INPUT DATA =>
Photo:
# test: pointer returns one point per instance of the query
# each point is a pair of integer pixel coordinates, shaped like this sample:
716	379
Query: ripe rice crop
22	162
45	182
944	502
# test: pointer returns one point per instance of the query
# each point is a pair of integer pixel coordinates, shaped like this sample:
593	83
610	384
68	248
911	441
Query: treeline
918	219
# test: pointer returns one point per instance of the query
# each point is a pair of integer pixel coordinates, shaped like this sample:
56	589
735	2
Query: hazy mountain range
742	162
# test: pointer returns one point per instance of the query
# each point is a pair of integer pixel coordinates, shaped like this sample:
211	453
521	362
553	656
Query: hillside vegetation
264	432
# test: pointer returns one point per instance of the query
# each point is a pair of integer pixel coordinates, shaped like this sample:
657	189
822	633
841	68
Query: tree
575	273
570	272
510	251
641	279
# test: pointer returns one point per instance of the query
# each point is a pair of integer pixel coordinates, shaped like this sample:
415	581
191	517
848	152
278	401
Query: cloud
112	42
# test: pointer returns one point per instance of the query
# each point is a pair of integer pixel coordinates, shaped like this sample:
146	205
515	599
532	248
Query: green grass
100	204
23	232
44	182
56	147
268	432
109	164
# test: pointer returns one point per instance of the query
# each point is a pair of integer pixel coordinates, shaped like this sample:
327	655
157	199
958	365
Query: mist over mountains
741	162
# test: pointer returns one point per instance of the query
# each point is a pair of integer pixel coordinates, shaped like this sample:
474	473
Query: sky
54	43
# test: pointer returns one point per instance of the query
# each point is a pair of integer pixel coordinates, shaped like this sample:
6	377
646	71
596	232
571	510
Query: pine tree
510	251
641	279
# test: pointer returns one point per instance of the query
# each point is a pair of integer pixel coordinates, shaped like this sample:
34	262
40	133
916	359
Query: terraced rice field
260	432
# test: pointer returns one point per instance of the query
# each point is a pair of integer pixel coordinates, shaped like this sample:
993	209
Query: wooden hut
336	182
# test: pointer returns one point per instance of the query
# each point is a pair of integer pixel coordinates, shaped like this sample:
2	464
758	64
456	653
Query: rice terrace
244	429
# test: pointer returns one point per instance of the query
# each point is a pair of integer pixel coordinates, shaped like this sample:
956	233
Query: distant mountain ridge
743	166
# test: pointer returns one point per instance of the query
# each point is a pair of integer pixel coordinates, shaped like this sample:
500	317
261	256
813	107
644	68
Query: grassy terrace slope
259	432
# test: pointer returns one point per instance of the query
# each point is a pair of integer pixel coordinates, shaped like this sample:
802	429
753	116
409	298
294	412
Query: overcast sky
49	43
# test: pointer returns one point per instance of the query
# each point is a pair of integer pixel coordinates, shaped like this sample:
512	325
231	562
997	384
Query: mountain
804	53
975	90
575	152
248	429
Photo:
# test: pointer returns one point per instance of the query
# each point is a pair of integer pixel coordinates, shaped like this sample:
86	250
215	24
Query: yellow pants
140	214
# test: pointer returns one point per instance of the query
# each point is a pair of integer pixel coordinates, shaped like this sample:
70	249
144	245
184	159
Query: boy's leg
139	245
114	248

WORK ITEM =>
Copy out the records once more, with nothing altered.

RESULT OF THIS EXERCISE =>
Photo:
# test: pointer returns one point per instance of the query
# each point is a pair of integer pixel coordinates, shaped like this sample:
716	379
Query: ripe rice crop
22	162
45	182
944	502
# test: pointer returns one point per instance of the query
# each point is a pair of integer pixel coordinates, shaped like this sample:
593	83
610	384
68	248
911	441
Query: treeline
918	219
# test: pointer returns one point per instance of the query
# each point is a pair of integer pixel coordinates, shaped like this sample:
56	589
735	2
Query: hazy mountain range
742	162
# test: pointer returns one point per instance of the query
# each point is a pair of integer pixel coordinates, shaped like this sample:
211	453
521	362
553	656
Query: hillside vegetation
264	432
# test: pointer returns one point per instance of the query
# each point is a pair of integer pixel coordinates, shaped like this sample:
657	189
822	633
841	68
Query: tree
575	273
570	272
510	251
641	279
# test: pointer returns one point per instance of the query
# each point is a pair of integer pixel coordinates, shaped like this sample:
415	581
191	517
848	152
278	401
Query: cloud
112	42
# test: pointer returns one point per instance of the query
# each point is a pair of integer pixel coordinates, shaped like this sample:
146	205
515	599
532	248
Query: green grass
100	204
23	232
44	182
56	147
268	432
109	164
# test: pointer returns one point per instance of the query
# each point is a pair of integer pixel coordinates, shaped like this sample:
327	655
157	199
958	365
Query: mist over mountains
741	162
# test: pointer returns one point per instance of the query
# each point is a pair of integer pixel coordinates, shaped like this sample:
474	473
Query: sky
54	43
# test: pointer returns one point per instance of the query
# each point is a pair of integer pixel coordinates, shaped like this sample:
6	377
646	71
596	232
571	510
Query: pine tree
510	251
641	279
# test: pointer returns one point per instance of the query
# each point is a pair of integer pixel coordinates, shaped like this sample:
34	262
40	133
916	359
Query: terraced rice field
260	432
# test: pointer returns one point per instance of the query
# each point is a pair of integer pixel coordinates, shaped like this sample:
993	209
Query: wooden hut
336	182
# test: pointer returns one point per instance of the query
# each point is a pair of integer pixel coordinates, shaped like this sample:
2	464
758	64
456	653
Query: rice terrace
244	429
# test: pointer returns one point per instance of the query
# each point is a pair of integer pixel coordinates, shaped like this sample:
956	233
Query: distant mountain ridge
743	166
# test: pointer returns one point per instance of the query
# each point is a pair of integer pixel coordinates, shaped like this sample:
500	317
261	256
813	107
644	68
Query: grassy terrace slope
259	432
# test: pointer returns one point per instance of the query
# each point is a pair of integer pixel coordinates, shaped like this sample:
802	429
753	116
409	298
294	412
Query: overcast sky
49	43
# test: pointer returns one point per instance of the query
# each point is a pair of integer pixel coordinates, shaped like this sample:
512	325
231	562
997	384
Query: mountain
804	53
975	90
575	152
248	429
Photo:
# test: pointer returns one point per instance of the query
# each point is a pair of integer pixel coordinates, shaped like this sample:
86	250
215	24
Query: yellow pants
140	214
# test: pointer returns one point per instance of the query
# each point is a pair of integer pixel coordinates, shaped like this sample:
70	249
144	245
184	159
Query: boy's leg
139	245
114	248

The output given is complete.